#### Trecho do documento

####################

Como uma parte do meu eu pode estar bem se a outra não está?

Semelhante à filosofia sul-africana do Ubuntu, o nosso Nri Vamosá moçambicano também vai muito além das palavras. Enquanto o mundo se debruça em um conceito de natureza humana baseado na livre escolha pessoal e no individualismo, a experiência de unidade do Ubuntu ou do Nri Vamosá se baseia na ideia da comunidade, onde cada um depende do outro para ser pessoa.

 

“Ubuntu” é uma palavra que representa uma filosofia e uma ética antiga africana que significa: “Sou quem sou, porque somos todos nós”.

Resistência

Nessas sabedorias se justifica o que vejo e vivo em Moçambique e que contraria significativamente as imagens de África que temos. Precisamos ter claro que as colonizações e ultimamente as explorações de recursos naturais e humanos em Moçambique foram e são os grandes responsáveis pela situação de vulnerabilidade do povo.

Esses séculos de dominação europeia deixaram rastros irremediáveis em toda a África e, pior que isso, o neocolonialismo exerce veladamente este poder nos dias de hoje.

A predominância e o crescimento das multinacionais em todo o território africano e, especificamente em Moçambique, monopoliza a terra, os minérios e a água, suprimindo culturas, explorando a mão de obra e devastando vidas.

Por outro lado, a resistência deste povo cheio de força tem sido também a sua salvação em meio a esses contextos de tanta desigualdade e dificuldades.

A teimosia em lutar contra essas dominações e submissões foi o que permitiu que os moçambicanos – e de maneira geral os africanos – chegassem até aqui com uma parte de sua cultura e as próprias vidas preservadas.

####################

[Descrições de objetos em texto livre]
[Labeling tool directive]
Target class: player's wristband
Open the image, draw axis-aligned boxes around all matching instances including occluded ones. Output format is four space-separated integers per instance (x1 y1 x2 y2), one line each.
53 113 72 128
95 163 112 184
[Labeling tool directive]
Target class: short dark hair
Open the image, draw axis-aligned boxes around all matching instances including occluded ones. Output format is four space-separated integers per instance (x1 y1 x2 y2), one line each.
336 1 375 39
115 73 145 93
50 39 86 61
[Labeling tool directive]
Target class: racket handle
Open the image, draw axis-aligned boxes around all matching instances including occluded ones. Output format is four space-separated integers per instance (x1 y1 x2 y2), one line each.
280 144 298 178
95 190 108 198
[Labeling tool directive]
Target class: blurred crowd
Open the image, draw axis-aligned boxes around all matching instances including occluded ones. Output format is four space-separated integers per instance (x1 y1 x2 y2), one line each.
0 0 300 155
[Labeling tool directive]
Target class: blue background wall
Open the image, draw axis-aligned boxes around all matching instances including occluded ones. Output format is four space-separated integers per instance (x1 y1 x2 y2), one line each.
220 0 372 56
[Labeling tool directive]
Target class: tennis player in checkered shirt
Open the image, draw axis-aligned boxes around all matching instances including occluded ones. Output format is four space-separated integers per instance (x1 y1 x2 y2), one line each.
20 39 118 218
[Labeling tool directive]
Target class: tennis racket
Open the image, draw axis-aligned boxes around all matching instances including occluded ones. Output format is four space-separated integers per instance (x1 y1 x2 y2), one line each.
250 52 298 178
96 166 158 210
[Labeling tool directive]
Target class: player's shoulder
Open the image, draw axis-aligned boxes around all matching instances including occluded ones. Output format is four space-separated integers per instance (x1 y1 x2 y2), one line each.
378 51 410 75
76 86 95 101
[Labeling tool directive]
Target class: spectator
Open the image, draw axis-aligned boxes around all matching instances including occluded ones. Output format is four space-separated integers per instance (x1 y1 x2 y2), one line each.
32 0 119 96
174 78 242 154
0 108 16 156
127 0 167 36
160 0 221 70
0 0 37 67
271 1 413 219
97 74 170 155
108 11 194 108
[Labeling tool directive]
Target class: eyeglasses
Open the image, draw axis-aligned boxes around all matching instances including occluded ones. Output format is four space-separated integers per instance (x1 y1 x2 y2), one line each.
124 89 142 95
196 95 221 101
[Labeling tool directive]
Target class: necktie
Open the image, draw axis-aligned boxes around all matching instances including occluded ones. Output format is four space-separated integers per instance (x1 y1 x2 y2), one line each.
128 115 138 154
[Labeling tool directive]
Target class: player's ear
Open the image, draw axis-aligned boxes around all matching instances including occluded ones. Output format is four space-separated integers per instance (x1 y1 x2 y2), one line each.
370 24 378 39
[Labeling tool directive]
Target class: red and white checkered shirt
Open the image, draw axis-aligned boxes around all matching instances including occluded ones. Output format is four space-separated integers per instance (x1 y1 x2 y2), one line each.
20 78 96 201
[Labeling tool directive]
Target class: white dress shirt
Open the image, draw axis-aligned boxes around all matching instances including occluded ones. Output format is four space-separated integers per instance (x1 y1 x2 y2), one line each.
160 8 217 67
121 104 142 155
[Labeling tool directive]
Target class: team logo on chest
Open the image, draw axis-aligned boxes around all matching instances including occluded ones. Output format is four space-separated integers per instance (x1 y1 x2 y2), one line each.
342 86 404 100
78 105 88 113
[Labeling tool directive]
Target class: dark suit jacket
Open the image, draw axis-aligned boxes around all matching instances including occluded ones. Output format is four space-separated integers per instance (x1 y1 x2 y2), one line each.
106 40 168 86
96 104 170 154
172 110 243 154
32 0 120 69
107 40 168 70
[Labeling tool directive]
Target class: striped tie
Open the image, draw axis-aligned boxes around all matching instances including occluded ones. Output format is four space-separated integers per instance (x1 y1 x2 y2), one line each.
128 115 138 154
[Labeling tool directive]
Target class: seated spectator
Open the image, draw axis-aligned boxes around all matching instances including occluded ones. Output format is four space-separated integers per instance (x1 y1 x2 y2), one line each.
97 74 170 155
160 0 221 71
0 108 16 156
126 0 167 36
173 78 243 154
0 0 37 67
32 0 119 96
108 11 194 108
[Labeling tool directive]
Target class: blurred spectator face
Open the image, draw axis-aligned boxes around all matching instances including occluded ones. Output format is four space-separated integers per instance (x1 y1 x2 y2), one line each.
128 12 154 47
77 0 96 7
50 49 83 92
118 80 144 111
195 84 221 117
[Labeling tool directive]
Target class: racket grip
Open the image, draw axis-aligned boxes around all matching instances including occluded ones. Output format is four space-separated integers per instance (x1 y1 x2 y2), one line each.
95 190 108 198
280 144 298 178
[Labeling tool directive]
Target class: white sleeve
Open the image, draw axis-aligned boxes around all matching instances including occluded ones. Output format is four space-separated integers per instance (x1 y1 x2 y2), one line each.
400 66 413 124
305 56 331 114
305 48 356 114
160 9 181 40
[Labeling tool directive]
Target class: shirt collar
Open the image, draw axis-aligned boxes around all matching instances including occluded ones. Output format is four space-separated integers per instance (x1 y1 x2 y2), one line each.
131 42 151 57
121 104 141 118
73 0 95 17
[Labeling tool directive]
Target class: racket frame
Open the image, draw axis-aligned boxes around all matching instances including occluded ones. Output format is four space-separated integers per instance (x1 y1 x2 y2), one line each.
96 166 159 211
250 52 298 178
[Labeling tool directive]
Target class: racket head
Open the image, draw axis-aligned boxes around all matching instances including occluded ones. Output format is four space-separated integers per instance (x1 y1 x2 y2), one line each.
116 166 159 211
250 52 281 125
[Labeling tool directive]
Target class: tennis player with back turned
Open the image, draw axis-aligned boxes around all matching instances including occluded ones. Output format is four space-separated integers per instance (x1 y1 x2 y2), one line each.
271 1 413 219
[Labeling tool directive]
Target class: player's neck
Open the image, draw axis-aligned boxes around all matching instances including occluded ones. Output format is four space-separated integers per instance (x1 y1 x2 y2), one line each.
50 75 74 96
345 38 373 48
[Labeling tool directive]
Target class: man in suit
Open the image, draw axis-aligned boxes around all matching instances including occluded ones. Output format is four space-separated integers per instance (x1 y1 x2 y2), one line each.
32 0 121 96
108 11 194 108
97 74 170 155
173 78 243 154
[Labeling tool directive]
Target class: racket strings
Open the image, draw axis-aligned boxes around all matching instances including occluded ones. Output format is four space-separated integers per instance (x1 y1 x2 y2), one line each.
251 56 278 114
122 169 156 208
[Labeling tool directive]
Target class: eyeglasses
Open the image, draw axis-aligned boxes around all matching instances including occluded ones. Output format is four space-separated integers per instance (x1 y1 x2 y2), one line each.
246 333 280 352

####################

#### Trabalho pedido
A) Traduza para o inglês esta frase do texto sobre o Ubuntu e o Nri Vamosá: "Por outro lado, a resistência deste povo cheio de força tem sido também a sua salvação em meio a esses contextos de tanta desigualdade e dificuldades."
B) Transcreva do texto sobre o Ubuntu e o Nri Vamosá tudo o que vai de "Esses séculos de" até "dias de hoje.".

#### Soluções do exercício
A) On the other hand, the resistance of this people so full of strength has also been their salvation amid these contexts of such great inequality and hardship.

B)
Esses séculos de dominação europeia deixaram rastros irremediáveis em toda a África e, pior que isso, o neocolonialismo exerce veladamente este poder nos dias de hoje.